* [EXERCISE BRIEF]
Your answer should hold exactly the lines from the one containing "Keypoint placement: for each instance of the hiker in blue" through the end of the material, and no others.

GIVEN ENTRIES section start

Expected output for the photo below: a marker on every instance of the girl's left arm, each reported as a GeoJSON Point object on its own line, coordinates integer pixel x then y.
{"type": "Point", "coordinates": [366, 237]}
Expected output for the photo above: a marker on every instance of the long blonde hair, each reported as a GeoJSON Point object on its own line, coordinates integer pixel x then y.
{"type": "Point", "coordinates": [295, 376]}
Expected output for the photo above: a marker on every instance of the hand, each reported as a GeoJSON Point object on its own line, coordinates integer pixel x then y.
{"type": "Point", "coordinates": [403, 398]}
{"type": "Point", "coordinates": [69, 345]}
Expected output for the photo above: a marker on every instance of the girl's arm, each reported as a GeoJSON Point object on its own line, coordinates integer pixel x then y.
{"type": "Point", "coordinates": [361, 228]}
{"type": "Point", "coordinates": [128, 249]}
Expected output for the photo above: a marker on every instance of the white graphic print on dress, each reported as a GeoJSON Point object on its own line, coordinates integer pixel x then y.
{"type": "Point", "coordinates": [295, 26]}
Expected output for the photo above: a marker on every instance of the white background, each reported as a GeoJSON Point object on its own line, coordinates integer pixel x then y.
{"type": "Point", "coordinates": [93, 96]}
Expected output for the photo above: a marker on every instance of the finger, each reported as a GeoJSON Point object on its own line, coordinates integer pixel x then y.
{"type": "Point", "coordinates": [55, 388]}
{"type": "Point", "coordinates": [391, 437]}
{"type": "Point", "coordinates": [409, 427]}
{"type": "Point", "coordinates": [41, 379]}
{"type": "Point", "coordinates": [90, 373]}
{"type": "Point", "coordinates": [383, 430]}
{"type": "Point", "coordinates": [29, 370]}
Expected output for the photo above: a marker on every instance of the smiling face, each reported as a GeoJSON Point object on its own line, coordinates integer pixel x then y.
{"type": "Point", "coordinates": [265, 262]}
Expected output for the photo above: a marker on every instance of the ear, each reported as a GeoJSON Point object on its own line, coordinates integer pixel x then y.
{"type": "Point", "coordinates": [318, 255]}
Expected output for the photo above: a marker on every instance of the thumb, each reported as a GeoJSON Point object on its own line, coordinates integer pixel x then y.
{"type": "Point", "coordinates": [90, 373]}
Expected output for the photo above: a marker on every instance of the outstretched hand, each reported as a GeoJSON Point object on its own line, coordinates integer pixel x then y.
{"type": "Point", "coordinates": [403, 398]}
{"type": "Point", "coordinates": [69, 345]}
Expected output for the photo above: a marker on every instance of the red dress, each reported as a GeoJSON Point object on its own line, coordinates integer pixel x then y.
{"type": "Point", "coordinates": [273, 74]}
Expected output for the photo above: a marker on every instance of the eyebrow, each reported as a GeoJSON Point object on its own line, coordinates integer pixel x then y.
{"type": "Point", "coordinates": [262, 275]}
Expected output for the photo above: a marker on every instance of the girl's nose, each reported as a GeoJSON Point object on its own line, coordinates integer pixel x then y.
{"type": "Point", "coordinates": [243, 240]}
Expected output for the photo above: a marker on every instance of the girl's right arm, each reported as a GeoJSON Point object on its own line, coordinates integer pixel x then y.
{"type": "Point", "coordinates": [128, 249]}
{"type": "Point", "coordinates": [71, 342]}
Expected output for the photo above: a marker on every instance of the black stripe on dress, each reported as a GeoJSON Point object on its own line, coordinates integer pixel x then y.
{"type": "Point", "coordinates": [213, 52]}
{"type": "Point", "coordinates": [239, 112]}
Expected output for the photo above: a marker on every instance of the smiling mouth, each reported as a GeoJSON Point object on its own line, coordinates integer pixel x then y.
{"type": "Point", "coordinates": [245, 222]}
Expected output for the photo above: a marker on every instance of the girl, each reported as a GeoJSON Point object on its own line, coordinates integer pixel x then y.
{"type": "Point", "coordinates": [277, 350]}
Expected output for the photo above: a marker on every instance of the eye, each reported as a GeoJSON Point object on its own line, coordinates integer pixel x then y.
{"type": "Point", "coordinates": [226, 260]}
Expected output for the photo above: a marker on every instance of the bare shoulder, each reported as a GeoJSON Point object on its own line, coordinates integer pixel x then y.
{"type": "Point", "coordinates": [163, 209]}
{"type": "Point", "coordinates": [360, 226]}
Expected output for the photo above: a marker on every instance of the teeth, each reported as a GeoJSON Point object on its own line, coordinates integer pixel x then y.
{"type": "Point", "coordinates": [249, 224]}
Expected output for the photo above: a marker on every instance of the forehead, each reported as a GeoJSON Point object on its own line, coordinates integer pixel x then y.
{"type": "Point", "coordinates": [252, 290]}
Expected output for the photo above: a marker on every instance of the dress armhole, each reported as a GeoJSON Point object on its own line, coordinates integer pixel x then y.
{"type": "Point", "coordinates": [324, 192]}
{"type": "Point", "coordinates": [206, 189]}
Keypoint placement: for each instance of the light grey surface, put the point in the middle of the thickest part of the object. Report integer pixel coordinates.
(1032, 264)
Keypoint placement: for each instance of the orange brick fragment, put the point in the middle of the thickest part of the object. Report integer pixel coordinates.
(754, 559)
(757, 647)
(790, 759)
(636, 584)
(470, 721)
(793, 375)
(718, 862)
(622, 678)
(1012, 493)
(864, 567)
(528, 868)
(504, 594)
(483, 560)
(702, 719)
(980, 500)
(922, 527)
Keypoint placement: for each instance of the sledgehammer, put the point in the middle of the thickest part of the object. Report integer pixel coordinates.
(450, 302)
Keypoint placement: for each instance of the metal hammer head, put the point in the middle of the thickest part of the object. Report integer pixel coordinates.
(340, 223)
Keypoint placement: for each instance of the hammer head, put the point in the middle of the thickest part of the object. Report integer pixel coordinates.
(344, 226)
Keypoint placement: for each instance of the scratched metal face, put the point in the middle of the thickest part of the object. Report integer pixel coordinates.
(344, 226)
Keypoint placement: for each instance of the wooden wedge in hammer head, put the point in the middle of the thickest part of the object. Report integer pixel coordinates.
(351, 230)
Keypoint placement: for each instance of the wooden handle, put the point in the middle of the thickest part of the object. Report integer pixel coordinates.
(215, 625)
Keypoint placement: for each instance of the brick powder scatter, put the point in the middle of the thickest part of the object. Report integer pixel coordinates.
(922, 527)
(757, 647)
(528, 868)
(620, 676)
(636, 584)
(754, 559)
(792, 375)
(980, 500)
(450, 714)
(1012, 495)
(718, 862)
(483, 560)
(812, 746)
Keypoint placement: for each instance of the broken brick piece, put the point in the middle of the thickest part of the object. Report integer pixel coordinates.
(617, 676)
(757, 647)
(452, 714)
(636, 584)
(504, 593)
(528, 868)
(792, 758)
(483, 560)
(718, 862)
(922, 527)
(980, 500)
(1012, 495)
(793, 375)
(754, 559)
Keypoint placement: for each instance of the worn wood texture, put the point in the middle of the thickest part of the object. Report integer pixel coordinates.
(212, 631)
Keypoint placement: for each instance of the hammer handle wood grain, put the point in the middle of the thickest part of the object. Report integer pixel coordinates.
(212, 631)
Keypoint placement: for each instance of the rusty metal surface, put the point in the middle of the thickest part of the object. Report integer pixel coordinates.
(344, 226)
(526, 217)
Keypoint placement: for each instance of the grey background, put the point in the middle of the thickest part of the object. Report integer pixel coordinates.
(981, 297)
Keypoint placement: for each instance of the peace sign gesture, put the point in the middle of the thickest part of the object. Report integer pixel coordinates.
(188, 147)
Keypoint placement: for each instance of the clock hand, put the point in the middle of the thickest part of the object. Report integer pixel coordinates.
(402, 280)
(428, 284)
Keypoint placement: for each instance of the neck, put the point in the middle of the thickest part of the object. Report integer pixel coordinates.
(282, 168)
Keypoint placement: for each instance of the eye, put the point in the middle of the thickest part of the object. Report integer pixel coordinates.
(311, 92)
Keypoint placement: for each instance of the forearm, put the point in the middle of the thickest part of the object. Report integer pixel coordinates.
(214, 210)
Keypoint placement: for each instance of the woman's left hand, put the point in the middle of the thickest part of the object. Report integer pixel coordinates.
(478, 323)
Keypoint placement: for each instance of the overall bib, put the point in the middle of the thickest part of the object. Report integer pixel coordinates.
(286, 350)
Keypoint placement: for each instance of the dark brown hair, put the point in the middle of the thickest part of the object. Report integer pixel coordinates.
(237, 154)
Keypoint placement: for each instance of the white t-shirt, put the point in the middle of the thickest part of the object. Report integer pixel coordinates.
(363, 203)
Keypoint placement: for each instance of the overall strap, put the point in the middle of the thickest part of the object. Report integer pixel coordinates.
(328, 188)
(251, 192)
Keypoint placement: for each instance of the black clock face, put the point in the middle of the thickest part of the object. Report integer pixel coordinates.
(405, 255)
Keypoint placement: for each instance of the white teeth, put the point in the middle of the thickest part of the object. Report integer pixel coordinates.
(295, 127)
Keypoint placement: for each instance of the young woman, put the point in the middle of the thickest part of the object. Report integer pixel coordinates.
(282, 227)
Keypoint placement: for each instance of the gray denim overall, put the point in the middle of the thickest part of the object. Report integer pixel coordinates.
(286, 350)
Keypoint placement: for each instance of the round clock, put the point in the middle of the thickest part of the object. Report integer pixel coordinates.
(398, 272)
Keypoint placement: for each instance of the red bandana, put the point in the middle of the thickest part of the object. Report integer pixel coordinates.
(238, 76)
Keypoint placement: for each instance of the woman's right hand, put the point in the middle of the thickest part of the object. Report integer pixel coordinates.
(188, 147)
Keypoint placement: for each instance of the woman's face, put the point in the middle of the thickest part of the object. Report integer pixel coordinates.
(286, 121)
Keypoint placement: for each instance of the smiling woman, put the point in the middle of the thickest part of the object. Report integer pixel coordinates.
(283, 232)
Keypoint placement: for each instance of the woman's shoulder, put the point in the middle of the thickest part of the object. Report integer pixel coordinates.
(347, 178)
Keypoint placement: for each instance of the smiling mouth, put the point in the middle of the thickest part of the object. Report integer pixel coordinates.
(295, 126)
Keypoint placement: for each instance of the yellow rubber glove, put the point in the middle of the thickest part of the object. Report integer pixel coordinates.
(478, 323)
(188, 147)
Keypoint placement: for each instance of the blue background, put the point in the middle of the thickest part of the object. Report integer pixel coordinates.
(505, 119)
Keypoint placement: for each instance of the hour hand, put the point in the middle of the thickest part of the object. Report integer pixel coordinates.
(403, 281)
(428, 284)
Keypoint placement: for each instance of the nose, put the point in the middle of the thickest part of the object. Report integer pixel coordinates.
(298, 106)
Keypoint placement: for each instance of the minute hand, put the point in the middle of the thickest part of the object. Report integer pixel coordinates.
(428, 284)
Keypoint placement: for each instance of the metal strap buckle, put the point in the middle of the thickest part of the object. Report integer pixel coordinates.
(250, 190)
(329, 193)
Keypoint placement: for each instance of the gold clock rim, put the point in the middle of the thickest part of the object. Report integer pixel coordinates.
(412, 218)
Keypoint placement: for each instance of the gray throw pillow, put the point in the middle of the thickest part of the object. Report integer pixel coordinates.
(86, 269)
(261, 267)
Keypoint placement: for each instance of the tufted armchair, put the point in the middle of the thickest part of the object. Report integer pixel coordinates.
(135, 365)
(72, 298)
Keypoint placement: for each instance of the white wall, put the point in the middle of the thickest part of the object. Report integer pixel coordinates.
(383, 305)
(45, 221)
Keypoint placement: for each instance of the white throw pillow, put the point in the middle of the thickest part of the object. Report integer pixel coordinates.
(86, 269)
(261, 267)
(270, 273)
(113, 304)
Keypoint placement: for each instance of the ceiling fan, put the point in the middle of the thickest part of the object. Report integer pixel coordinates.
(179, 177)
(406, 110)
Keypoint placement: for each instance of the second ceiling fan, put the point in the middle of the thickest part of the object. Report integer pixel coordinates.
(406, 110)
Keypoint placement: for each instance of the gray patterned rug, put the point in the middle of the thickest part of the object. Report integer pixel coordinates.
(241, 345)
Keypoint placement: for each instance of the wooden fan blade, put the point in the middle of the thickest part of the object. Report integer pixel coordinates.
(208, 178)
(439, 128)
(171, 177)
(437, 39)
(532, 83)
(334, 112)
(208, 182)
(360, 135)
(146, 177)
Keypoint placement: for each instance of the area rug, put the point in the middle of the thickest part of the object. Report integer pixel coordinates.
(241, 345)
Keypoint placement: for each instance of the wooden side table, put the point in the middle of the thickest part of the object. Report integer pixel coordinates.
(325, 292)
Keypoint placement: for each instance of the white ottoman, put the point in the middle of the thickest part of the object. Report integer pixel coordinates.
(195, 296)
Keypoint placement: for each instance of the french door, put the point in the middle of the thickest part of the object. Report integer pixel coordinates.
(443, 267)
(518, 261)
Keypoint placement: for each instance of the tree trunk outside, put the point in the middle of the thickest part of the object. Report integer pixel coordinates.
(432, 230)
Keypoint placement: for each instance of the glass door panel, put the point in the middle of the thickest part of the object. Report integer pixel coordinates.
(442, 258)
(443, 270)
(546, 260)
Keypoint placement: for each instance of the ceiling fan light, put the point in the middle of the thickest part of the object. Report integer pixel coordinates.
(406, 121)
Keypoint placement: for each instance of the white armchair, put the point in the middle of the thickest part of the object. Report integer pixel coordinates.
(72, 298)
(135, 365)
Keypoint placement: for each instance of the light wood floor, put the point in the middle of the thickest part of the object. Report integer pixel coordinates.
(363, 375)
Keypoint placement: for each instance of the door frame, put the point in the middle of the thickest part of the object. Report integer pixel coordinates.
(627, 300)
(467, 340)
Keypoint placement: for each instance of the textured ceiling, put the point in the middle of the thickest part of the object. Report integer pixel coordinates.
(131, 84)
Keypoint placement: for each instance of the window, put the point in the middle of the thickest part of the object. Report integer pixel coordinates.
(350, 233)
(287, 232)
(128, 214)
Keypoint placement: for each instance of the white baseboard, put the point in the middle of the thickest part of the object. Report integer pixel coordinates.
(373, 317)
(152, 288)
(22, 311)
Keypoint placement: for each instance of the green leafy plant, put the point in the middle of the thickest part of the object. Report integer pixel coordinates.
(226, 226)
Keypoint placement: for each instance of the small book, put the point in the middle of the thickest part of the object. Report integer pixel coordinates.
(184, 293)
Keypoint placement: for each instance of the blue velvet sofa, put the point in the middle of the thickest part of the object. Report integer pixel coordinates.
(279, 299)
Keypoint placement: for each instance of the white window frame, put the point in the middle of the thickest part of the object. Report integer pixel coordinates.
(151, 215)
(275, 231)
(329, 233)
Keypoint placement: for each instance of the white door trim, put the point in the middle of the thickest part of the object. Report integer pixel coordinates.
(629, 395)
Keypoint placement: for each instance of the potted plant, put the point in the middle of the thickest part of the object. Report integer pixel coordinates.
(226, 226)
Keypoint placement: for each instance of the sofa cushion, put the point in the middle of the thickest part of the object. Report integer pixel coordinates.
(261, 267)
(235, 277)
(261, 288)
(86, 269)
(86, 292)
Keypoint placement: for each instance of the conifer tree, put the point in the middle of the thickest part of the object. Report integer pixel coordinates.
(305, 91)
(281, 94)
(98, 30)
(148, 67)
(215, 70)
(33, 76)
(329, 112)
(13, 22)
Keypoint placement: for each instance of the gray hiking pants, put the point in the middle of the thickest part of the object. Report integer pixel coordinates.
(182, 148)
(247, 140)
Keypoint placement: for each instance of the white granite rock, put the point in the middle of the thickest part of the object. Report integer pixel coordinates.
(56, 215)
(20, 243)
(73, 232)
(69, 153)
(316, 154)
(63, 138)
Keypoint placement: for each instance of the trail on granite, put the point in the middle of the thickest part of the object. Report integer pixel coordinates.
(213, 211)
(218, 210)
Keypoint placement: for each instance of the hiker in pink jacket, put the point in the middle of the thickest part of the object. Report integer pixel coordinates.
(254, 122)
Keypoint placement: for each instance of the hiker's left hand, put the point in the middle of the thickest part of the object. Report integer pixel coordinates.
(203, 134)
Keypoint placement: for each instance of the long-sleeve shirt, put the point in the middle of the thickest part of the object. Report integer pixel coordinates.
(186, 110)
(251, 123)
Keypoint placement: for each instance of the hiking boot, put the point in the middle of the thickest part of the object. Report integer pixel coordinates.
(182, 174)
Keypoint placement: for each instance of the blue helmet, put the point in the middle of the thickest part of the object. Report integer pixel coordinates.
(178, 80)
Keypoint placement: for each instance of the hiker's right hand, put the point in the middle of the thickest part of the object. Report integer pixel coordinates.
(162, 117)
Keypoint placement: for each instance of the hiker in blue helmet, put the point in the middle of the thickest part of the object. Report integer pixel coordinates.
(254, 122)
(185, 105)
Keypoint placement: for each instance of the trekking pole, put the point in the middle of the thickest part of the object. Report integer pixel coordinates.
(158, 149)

GIVEN ENTRIES section end

* [WRITTEN RESPONSE]
Keypoint placement: for each instance of the hiker in blue helmet, put the point in the middle of the thickest part of the object. Report integer pixel coordinates.
(254, 122)
(185, 105)
Keypoint placement: for each instance of the trekking pole, put the point in the middle of the thickest part of the object. Report integer pixel coordinates.
(158, 149)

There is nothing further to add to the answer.